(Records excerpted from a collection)
• • • •
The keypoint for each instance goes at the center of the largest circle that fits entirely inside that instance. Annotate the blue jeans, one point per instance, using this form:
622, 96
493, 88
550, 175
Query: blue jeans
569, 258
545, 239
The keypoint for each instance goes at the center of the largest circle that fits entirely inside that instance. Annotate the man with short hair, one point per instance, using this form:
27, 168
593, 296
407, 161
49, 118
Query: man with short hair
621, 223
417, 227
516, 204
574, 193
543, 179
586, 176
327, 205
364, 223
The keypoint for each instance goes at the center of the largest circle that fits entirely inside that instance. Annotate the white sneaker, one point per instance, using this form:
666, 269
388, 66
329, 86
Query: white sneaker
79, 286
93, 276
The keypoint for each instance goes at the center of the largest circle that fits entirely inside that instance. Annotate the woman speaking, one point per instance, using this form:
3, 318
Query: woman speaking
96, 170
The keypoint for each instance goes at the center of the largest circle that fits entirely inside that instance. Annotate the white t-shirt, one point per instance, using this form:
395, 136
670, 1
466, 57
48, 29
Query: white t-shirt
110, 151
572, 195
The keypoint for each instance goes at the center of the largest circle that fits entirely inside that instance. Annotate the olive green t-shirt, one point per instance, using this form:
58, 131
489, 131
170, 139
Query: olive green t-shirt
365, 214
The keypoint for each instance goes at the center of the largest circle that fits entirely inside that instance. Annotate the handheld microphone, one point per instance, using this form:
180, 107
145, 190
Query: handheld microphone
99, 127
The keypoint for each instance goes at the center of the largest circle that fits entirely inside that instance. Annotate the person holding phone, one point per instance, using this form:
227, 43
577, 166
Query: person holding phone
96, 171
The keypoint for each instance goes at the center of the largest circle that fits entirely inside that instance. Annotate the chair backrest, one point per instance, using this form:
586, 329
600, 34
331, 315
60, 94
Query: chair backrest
• • • •
WHAT YOU WILL DO
When you answer, repeat each entry exactly as it appears above.

EXPECTED OUTPUT
The keypoint for each instance goes at the center of the largest circle that fits entirely inside that instance. Annotate the blue jeans, one point per instance, using this form:
622, 96
493, 88
550, 175
Query: blue jeans
569, 258
545, 239
The keypoint for each instance goes at the center of the largest circle that fits entirely inside that instance. Annotate the man with short hair, one point per instance, using this form:
27, 168
593, 296
407, 161
49, 118
Query: man with short hair
621, 223
417, 227
516, 204
574, 193
543, 179
586, 176
327, 205
364, 223
The keypoint for each instance goes at the center of the largest circle that fits entirely inside that instance. Annotate the white sneaker, one point per instance, using this form:
666, 269
388, 66
329, 86
Query: white sneaker
79, 286
93, 276
The keypoint for each instance goes at the center of the largest circle that fits entirely inside that instance. Annotate the woman speaking, one point per instance, using this form:
3, 318
Query: woman speaking
96, 170
The keypoint for each instance goes at the center of the largest circle that fits entirely inside that instance. Annotate the white t-shirt, one point per instance, using this form:
395, 136
670, 1
466, 57
48, 29
Query: white t-shirt
110, 151
572, 195
The keypoint for each instance goes at the center of the largest circle that fits entirely inside that instance. Annotate the olive green t-shirt, one point per instance, using this form:
58, 131
489, 131
170, 139
Query: olive green t-shirt
365, 214
The keypoint for each instance goes at the center of the largest circle that fits entirely inside that instance. Annotate the handheld microphone, one point per instance, using this form:
180, 107
145, 190
Query: handheld microphone
99, 127
The keypoint for each instance goes at the center of the largest circle that fits entirely inside that instance. Annotate the person holding phone, one point per instance, using this form:
227, 43
577, 166
Query: person holding phone
96, 171
The keypoint for each instance goes at the center of the largest circle that fits entirely inside that instance. Annotate the chair backrest, one point per instance, using this form:
586, 329
600, 34
331, 315
60, 94
Query: chair backrest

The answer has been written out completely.